Data items
+ + + +
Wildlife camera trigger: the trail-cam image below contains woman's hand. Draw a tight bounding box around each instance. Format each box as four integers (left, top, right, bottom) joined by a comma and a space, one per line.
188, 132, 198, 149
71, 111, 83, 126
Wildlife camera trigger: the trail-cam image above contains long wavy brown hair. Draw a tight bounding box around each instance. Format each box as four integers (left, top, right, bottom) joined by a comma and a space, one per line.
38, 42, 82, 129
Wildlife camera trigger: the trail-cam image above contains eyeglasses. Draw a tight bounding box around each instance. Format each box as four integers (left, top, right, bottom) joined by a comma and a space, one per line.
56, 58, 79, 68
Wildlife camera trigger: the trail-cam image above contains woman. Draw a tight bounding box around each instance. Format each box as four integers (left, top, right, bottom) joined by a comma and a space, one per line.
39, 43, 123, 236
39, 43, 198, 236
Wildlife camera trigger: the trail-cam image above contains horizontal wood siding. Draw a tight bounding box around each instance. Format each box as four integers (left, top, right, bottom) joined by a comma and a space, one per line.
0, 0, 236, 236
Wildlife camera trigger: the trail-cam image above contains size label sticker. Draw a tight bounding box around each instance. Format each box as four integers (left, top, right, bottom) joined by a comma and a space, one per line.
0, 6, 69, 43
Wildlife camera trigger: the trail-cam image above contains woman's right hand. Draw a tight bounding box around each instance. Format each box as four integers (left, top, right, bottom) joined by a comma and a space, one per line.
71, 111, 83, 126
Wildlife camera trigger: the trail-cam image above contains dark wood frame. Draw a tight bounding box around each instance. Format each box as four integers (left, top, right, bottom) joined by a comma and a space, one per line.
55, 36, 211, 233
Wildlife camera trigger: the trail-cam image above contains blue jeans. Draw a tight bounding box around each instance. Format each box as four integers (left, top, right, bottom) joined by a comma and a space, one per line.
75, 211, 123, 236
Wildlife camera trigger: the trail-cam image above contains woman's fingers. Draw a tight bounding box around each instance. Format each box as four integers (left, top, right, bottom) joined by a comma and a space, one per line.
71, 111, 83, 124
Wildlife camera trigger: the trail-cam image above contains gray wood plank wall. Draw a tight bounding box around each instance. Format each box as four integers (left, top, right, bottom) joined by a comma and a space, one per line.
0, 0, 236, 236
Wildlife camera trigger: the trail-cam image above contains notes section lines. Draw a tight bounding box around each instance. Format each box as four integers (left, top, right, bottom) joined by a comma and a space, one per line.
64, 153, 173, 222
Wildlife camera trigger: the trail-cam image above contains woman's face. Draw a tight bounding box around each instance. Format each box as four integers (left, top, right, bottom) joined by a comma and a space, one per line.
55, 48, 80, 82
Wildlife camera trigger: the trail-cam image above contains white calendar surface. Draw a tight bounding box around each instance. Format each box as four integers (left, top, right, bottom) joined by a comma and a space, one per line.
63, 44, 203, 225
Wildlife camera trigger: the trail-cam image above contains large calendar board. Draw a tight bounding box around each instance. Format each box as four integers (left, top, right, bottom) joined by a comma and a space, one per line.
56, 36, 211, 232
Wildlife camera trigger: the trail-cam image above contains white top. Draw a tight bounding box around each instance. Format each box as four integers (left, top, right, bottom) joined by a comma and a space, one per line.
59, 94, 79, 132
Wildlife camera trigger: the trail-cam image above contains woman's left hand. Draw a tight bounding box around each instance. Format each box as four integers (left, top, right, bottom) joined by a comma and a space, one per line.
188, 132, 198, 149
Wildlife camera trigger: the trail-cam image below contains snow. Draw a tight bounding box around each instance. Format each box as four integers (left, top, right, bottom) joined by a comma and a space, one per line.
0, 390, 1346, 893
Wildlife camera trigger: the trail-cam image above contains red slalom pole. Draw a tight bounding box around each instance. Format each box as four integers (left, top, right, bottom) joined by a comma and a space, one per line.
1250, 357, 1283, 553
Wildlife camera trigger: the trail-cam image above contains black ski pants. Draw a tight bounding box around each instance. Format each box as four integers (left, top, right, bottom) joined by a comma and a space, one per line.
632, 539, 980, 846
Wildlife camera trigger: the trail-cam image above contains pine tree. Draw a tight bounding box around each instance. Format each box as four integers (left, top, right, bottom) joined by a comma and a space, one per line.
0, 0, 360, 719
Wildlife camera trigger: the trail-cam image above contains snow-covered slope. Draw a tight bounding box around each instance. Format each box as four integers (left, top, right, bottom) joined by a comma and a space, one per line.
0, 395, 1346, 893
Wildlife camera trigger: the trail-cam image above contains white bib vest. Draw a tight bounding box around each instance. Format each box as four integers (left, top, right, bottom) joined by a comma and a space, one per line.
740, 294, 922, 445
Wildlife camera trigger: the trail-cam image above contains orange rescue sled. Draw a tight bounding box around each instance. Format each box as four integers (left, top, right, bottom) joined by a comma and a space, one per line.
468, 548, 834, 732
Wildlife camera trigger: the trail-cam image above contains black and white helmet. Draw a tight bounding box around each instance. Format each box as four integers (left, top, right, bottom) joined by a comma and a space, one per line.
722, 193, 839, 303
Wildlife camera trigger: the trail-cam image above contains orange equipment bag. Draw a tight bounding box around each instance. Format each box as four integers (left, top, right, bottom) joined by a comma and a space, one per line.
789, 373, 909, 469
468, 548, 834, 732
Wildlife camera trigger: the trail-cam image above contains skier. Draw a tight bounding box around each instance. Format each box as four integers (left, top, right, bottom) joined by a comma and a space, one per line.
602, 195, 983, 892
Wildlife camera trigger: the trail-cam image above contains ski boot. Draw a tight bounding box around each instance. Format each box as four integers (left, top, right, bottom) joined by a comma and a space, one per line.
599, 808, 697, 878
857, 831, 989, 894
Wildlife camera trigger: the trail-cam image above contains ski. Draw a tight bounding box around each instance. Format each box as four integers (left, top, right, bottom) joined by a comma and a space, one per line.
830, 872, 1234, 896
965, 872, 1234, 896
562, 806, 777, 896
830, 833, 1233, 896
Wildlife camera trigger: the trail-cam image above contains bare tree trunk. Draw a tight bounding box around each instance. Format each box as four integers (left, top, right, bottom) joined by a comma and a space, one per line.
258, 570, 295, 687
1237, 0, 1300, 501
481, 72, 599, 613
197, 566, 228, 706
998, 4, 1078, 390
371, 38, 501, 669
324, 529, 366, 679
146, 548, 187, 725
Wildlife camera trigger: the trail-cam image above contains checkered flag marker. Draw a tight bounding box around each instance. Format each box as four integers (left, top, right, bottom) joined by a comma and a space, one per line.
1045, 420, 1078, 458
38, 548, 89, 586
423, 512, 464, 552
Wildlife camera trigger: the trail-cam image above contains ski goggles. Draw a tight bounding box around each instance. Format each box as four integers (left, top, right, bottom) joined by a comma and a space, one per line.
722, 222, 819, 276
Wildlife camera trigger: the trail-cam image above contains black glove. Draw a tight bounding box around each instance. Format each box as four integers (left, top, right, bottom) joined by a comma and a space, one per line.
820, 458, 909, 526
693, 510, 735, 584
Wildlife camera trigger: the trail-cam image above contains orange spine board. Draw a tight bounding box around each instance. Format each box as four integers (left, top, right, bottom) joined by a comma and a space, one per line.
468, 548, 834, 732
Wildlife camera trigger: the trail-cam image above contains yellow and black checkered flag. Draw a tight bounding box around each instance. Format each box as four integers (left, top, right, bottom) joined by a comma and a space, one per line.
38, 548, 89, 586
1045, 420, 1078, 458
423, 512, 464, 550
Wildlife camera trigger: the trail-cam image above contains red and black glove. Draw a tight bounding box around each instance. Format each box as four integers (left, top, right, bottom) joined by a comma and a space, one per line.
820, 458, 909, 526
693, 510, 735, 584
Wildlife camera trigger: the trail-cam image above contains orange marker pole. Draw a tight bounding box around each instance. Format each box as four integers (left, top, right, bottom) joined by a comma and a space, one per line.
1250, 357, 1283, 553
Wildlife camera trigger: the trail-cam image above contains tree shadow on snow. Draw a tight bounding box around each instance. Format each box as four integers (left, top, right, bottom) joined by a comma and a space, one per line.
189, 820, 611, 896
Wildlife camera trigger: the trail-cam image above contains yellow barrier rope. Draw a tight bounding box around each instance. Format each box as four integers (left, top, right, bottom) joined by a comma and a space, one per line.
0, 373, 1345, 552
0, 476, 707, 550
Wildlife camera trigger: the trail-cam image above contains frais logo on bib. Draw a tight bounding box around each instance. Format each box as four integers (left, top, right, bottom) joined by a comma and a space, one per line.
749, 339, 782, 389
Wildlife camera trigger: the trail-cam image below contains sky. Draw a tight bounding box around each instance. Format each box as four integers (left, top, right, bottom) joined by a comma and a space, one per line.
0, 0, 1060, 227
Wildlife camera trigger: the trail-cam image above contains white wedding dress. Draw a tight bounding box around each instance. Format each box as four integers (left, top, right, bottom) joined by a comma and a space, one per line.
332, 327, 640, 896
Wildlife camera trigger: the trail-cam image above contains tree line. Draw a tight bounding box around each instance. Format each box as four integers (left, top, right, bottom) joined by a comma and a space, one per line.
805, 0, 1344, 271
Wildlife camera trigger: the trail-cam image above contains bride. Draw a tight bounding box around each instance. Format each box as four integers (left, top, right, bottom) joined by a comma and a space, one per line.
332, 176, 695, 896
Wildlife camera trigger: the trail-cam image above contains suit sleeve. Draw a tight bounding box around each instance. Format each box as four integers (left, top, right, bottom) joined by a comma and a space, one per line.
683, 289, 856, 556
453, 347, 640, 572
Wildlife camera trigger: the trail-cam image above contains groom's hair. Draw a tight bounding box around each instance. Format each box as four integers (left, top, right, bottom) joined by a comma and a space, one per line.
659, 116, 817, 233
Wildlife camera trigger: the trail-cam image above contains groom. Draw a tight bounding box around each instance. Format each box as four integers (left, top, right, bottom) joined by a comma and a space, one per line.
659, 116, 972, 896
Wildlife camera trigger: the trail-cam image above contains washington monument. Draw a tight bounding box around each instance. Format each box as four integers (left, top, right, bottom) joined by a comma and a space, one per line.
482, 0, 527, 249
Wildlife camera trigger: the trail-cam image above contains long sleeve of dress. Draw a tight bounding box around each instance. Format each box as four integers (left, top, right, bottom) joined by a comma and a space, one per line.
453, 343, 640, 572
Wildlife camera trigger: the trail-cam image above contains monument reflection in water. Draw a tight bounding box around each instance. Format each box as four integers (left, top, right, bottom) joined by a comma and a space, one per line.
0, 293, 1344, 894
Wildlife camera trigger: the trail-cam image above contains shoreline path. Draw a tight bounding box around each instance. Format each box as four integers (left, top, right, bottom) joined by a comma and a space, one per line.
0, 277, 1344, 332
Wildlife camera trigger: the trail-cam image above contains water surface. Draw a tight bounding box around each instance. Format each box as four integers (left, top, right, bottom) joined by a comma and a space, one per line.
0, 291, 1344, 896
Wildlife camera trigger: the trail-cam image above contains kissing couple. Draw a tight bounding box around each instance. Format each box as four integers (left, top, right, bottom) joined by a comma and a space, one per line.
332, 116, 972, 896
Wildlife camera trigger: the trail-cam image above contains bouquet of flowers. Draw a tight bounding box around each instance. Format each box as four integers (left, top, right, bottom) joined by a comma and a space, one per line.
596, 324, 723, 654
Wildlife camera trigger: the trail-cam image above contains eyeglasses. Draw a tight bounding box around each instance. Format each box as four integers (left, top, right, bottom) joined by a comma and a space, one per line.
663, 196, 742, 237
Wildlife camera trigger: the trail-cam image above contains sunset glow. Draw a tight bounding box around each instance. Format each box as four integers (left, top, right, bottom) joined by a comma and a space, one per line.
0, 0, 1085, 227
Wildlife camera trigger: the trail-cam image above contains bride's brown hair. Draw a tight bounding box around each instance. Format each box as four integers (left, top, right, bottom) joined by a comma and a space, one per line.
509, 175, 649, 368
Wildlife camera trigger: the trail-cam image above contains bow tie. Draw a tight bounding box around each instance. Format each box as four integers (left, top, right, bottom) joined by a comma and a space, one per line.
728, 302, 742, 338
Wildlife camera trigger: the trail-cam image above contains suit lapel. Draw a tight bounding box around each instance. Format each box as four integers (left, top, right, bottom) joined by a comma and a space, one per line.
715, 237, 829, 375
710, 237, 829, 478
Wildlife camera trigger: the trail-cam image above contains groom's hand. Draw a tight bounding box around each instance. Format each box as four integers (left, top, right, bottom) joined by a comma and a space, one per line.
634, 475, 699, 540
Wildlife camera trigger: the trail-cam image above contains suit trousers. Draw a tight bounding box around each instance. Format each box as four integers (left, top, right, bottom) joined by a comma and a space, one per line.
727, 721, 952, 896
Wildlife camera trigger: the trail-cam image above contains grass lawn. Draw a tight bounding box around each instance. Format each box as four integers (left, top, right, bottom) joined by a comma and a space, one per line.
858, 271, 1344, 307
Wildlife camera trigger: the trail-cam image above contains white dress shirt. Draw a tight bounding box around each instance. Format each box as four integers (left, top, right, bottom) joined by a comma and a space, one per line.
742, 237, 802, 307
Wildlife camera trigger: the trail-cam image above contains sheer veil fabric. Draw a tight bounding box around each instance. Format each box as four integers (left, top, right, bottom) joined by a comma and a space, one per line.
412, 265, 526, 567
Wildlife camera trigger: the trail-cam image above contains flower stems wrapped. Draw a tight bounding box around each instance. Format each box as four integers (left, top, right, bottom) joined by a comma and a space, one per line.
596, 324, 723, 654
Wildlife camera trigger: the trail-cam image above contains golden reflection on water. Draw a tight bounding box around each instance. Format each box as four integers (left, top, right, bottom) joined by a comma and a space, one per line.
+ + + +
## PROMPT
Give the lines from the one containing "above contains bride." through the one containing "453, 347, 640, 572", both included, as a Markdown table with columns Row and Line. Number the rows in order and leave out any blank lines.

## EXERCISE RESPONSE
| Row | Line |
|---|---|
| 1 | Wildlife camera trigger: the trail-cam image above contains bride. Draw a tight bounding box around each instance. Format each box as four integers (left, top, right, bottom) joined by a comma and a space, one per line. |
| 2 | 332, 176, 695, 896 |
| 3 | Wildlife camera trigger: the trail-cam image above contains suit sleeve. Draw a tight bounding box around each instance. Format each box as four integers (left, top, right, bottom) joined by a comma and a space, one per line. |
| 4 | 683, 289, 856, 556 |
| 5 | 453, 347, 640, 572 |